## Your objective
Switch "query" to "label" everywhere it occurs in the lines below, leaving everything else unchanged.

## Data entries

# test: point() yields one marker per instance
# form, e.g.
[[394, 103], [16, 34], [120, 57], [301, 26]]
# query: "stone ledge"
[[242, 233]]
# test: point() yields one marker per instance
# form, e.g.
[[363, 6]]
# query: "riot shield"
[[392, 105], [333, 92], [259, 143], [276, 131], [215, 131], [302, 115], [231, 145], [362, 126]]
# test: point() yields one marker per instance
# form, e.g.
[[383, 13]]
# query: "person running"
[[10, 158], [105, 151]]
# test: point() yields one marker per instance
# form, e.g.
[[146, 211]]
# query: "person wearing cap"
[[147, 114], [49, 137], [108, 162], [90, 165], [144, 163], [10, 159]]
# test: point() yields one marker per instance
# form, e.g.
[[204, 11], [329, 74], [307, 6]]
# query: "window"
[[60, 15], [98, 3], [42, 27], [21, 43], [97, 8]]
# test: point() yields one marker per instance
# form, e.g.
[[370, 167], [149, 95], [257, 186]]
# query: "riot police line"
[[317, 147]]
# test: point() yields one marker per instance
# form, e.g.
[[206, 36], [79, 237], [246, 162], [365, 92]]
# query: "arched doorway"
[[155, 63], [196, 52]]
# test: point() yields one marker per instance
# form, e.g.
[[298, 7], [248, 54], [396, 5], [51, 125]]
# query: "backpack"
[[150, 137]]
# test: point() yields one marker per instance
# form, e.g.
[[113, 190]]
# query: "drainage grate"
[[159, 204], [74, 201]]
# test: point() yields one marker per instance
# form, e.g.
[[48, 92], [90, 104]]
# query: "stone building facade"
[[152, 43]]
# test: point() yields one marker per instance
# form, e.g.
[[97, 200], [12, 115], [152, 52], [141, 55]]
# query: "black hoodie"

## Answer in full
# test: point() yields one marker per instance
# form, e.g.
[[394, 103], [16, 34], [120, 57], [301, 26]]
# label: "stone ledge"
[[242, 233]]
# test: point() yields one marker per instance
# form, e.g.
[[363, 6]]
# label: "riot shield"
[[392, 105], [333, 92], [259, 143], [276, 131], [215, 131], [302, 115], [231, 145], [362, 126]]
# test: point() yields one marker per instance
# form, e.g.
[[383, 13]]
# label: "person running"
[[10, 158], [105, 151]]
# test: point() yields one marker per instance
# form, e.g.
[[146, 211]]
# label: "person wearing cap"
[[147, 114], [49, 137], [108, 162], [90, 165], [144, 163], [10, 159]]
# test: point() yields one marker per instance
# form, e.g.
[[204, 11], [329, 74], [307, 6]]
# label: "window"
[[60, 15], [98, 3], [42, 27], [21, 43], [97, 8]]
# test: point() yields one marker per instance
# form, e.g.
[[370, 167], [149, 95], [257, 186]]
# label: "riot police line"
[[317, 147]]
# test: point() yields one marker per instance
# form, e.g.
[[206, 36], [79, 237], [246, 162], [365, 92]]
# label: "arched doorway"
[[155, 63], [196, 52]]
# test: point() yields one marker per instance
# form, e.g.
[[298, 7], [248, 54], [396, 5], [51, 125]]
# label: "backpack"
[[150, 137]]
# test: point() yields one marker per instance
# form, e.g.
[[113, 190]]
# label: "drainage grate"
[[159, 204], [74, 201]]
# test: point() yields one marker per instance
# form, e.g.
[[48, 92], [90, 104]]
# label: "stone building facade"
[[152, 43]]
# test: point() yields one marker per instance
# form, e.g.
[[97, 200], [12, 115], [152, 52], [141, 55]]
# label: "black hoodie"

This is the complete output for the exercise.